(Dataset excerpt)
+++

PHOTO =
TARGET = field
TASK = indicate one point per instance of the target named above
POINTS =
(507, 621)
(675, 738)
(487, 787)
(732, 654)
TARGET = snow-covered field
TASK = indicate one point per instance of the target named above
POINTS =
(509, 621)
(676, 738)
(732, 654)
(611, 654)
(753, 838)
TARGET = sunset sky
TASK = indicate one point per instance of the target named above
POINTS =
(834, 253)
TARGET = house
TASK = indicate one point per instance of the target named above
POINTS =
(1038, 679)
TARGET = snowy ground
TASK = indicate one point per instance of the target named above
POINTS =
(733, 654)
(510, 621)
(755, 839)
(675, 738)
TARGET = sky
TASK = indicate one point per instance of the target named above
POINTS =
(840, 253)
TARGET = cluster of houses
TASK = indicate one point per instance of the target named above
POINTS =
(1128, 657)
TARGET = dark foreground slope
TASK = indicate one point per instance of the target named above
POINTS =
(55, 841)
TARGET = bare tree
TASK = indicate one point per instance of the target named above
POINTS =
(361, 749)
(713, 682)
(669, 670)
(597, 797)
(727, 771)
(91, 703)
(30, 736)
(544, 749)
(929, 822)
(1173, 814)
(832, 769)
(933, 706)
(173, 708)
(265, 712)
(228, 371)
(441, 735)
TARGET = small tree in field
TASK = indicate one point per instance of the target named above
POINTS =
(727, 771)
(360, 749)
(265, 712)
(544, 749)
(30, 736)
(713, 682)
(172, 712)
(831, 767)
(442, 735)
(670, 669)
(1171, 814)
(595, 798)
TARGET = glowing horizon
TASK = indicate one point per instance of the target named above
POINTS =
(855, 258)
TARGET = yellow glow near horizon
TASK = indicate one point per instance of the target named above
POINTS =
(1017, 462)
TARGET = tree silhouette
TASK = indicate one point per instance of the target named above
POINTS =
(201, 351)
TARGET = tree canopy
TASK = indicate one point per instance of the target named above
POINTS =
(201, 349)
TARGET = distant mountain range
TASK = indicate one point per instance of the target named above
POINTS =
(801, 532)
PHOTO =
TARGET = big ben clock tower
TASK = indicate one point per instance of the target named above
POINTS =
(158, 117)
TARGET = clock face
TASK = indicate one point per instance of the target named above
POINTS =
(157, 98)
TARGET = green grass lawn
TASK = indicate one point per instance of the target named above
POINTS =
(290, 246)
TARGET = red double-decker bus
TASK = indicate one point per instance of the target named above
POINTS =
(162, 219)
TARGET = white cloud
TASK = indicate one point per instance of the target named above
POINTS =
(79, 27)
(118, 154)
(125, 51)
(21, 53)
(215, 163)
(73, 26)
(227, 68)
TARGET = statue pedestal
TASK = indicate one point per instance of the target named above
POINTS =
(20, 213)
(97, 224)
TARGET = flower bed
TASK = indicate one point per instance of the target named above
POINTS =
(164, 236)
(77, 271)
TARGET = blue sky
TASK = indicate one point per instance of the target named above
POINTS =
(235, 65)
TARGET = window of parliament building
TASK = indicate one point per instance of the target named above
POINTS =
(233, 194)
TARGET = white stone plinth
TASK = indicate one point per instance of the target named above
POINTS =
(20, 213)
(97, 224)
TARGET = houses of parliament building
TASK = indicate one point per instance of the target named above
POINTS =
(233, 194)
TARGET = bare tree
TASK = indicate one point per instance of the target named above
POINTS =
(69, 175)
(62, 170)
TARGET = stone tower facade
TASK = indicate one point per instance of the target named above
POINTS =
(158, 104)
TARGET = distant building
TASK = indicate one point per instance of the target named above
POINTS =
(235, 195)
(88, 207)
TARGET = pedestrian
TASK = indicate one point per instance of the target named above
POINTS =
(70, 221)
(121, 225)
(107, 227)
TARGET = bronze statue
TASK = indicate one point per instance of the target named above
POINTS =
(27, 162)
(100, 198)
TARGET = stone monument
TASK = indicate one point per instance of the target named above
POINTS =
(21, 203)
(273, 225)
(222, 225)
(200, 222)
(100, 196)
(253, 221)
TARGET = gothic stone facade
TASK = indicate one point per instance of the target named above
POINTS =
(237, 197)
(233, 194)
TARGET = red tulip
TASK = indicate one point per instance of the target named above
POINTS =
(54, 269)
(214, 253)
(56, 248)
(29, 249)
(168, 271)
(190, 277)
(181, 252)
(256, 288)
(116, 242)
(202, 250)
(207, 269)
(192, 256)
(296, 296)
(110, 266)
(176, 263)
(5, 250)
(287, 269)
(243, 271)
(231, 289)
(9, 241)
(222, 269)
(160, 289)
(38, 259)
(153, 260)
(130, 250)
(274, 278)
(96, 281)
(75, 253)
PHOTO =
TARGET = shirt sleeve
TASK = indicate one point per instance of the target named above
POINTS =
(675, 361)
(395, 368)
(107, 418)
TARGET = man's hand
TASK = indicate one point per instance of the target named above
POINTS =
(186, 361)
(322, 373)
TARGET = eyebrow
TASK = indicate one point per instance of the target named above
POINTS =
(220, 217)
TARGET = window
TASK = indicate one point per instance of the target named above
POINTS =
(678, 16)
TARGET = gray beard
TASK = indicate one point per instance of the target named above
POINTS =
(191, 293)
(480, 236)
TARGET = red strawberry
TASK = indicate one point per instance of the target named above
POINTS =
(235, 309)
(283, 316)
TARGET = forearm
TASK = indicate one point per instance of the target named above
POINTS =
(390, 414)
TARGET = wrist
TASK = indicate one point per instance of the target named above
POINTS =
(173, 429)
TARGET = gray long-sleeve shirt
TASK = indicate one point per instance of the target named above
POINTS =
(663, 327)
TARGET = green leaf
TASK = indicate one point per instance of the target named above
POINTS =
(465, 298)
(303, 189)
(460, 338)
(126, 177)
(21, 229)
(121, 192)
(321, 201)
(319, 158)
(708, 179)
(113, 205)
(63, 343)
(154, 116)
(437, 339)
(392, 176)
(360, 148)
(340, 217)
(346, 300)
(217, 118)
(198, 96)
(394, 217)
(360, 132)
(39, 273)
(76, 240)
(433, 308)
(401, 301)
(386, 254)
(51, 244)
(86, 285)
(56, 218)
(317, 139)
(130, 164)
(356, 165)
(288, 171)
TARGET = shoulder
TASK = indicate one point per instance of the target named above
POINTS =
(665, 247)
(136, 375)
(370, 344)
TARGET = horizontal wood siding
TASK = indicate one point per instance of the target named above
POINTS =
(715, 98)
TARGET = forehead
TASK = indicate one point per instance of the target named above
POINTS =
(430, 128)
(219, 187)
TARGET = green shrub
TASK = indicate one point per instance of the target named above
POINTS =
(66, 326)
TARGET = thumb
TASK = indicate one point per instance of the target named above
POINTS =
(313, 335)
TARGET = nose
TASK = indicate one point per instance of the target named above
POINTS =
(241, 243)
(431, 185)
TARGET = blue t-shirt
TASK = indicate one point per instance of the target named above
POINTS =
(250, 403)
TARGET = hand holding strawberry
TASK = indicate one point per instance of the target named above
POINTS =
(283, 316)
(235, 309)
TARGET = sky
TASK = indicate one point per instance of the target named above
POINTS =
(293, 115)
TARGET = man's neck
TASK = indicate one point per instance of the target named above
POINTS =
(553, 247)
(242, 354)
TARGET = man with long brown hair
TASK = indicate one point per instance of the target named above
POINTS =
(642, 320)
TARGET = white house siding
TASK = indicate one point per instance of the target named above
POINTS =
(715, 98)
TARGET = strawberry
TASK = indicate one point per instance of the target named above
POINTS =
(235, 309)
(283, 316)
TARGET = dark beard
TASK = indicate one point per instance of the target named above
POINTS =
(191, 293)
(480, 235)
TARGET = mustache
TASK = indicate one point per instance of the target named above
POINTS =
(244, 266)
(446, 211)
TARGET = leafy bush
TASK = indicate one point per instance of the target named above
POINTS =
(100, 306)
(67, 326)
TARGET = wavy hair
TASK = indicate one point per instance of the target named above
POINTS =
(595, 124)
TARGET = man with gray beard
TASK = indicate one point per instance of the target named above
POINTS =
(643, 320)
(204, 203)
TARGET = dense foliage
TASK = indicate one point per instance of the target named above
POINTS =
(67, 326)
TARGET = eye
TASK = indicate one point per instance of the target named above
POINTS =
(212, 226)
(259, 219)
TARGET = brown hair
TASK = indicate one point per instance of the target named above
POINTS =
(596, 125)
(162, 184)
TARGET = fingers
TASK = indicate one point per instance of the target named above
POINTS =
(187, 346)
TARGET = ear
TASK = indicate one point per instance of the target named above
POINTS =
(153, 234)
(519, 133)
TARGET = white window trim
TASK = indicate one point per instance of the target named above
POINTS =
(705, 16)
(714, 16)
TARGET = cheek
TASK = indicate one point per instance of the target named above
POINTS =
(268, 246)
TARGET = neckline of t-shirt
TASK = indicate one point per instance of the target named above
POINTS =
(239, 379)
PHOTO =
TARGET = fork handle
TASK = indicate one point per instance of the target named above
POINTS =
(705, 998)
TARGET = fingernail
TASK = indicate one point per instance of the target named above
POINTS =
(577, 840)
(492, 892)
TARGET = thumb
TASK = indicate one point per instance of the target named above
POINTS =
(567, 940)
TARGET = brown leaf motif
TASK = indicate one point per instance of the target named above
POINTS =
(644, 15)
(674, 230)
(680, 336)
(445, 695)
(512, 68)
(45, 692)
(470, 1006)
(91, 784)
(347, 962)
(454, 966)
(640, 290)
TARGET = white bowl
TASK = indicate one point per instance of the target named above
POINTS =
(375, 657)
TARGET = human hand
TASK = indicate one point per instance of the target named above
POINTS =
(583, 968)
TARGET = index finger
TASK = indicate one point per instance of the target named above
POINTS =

+++

• WRITTEN REQUEST
Resize the entries above by giving again everything from their start down to the line containing "(1128, 657)", with both ends included and all other text left as it is. Multiply every point coordinate in the answers by 0.55 and round each to a whole number, rounding halves up.

• RIGHT ANSWER
PHOTO =
TARGET = field
TASK = indicate one point per instance of the target named above
POINTS =
(279, 342)
(371, 406)
(268, 433)
(403, 360)
TARGET = snow-covered field
TASK = indicate one point per instance of the target named above
POINTS =
(280, 342)
(372, 406)
(403, 360)
(336, 360)
(414, 461)
TARGET = sunset sky
TASK = indicate one point per instance of the target named above
POINTS =
(459, 139)
TARGET = house
TASK = indicate one point per instance of the target named above
POINTS =
(571, 373)
TARGET = snowy ground
TASK = indicate one point per instance of the target named above
POINTS =
(403, 360)
(281, 342)
(415, 461)
(371, 406)
TARGET = sky
TASK = indicate one point per instance of the target named above
POINTS =
(462, 139)
TARGET = cluster of houses
TASK = indicate one point per instance of the target named above
POINTS =
(620, 361)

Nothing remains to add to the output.